Aim => Reproduce verbatim every line of the entries below, from the line containing "Where can you see the cloud" down to the line containing "Where can you see the blue", including both of those lines.

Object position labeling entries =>

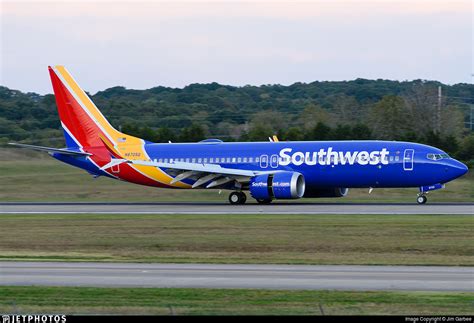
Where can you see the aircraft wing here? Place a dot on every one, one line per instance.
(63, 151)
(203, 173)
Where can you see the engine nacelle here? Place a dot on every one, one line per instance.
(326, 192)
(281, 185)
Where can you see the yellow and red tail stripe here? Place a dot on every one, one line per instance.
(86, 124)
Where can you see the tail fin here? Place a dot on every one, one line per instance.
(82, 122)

* * *

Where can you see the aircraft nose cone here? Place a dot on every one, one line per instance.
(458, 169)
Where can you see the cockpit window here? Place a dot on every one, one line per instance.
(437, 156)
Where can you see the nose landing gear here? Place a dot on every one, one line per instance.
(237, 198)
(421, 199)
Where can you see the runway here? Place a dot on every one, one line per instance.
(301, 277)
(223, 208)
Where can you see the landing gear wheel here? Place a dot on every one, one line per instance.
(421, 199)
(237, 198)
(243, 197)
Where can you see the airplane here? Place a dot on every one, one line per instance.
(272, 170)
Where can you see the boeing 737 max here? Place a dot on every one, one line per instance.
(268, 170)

---

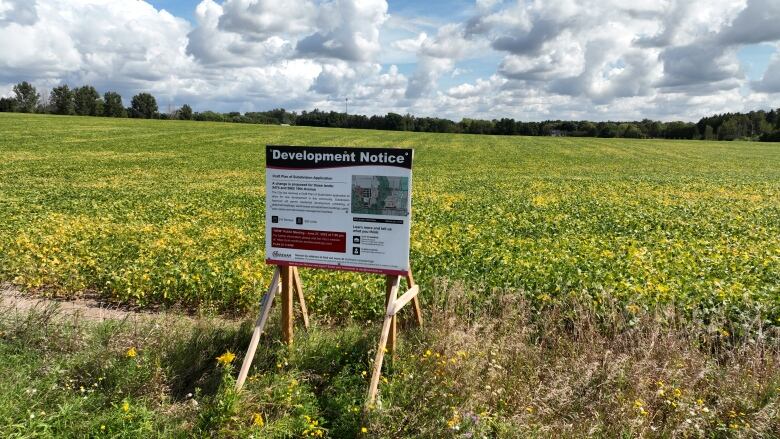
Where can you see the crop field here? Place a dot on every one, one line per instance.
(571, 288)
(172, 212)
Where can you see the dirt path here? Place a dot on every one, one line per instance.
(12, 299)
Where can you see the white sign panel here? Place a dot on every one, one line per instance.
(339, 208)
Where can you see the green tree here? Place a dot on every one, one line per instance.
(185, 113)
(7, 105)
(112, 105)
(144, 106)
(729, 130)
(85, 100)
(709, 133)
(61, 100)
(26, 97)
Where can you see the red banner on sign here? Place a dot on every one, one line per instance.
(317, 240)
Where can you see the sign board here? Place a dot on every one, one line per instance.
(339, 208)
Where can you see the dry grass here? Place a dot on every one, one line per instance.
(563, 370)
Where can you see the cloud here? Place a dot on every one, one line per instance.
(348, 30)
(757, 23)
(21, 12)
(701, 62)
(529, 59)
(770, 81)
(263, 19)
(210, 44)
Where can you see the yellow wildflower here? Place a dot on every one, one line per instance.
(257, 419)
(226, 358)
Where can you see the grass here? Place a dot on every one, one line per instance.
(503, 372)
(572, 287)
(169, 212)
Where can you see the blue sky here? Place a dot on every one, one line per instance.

Exercise solution =>
Where can you see the cloud here? Place a dot on every one, one line per instance.
(348, 30)
(757, 23)
(21, 12)
(701, 62)
(529, 59)
(770, 81)
(263, 19)
(210, 44)
Where can you see the yellow wildflower here? Place a dot on every one, one line per instance.
(257, 419)
(226, 358)
Where can you see the grass here? Place a dot on every one, one line per instance.
(503, 372)
(572, 287)
(169, 212)
Where can you see the blue sky here? Place a dot on every one, one line per instance.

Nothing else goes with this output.